* start RECORDS PROVIDED *
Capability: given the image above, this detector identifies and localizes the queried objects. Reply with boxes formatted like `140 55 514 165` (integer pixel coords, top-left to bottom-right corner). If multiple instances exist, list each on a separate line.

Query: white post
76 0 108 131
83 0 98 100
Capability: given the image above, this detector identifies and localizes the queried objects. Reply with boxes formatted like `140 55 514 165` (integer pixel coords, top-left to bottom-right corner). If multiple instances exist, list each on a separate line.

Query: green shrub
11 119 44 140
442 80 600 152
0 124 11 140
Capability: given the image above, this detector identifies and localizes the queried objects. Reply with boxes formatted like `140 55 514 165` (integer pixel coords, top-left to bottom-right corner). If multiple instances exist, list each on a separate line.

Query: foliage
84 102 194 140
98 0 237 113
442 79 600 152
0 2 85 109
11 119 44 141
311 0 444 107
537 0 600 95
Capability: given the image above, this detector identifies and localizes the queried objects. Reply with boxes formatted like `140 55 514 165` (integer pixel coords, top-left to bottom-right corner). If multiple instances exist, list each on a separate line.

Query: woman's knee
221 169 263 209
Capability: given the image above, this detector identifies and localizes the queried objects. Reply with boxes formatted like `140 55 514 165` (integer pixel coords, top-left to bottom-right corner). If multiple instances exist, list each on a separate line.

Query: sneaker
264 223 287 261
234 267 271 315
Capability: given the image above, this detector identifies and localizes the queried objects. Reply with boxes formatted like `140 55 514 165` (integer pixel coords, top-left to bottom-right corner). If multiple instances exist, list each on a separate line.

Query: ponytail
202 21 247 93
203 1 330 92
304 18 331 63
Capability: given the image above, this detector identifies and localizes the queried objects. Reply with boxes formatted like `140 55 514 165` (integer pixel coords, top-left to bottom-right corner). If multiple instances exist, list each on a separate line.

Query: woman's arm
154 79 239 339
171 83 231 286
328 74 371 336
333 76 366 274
* end RECORDS PROVIDED *
▸ WHAT YOU HAVE TO DO:
Revise the material above by changing every "Query" to "Target" and leaving all other text as it is.

▸ FULL SOLUTION:
Capability: given the image above, this detector identifies and localizes the queried objects. Reply with boxes formatted like `140 55 514 165` (integer pixel coords, top-left to bottom-right corner). If multiple instances exist, list each on a separate line.

Target: white post
76 0 108 131
83 0 98 100
Capability: given the image above, this detector identifies and localizes the queried objects. Reply with boxes formatted like `140 55 514 165` (integer pixel coords, top-left to bottom-right corner). If multiple instances exist, list each on a separate line.

Target: green shrub
11 119 44 140
442 80 600 152
0 124 11 140
Capability: given the image above, this detector identifies and localizes the queried objects. Reply with boxes formatted like `140 55 514 165` (integer pixel coords, top-left to bottom-right corner). If multiple instances exist, list each on a separate line.

Target: foliage
84 102 194 140
98 0 237 113
442 79 600 152
0 2 85 109
11 119 44 141
311 0 444 107
537 0 600 95
Capability: given the image above, this detector identifies and localizes the queried objects. Reply with boxes formatted like `140 55 514 165` (integer pixel coords, top-left to bottom-right corner). If multiple instances exist, list each on a separate line.

Target: woman's knee
221 169 263 209
Capability: given the image above, this detector identifies and localizes the queried objects. Reply with boxes formatted like `140 55 514 165` (integer pixel coords, top-left to bottom-right corner). If multiple instances exist, list each on a separate line.

Target: sneaker
264 223 287 261
234 267 271 315
Capability: given the image above, this detector identifies and localizes the queried objects. Reply with boxes formatted like `140 55 514 165` (integer pixel coords, top-left to bottom-right corner). If multiple instances exist, list each on a separate line.

Target: ponytail
202 21 247 93
203 1 330 92
304 18 331 63
Capability: given the image above, this detector identifies and localizes the queried objects. Reply with boxes formatted like `140 55 514 165` (integer pixel coords, top-left to bottom-right corner). If multiple instances exist, list each on a separate line.

Target: woman's arm
154 79 239 339
171 83 231 286
328 74 371 336
333 76 366 274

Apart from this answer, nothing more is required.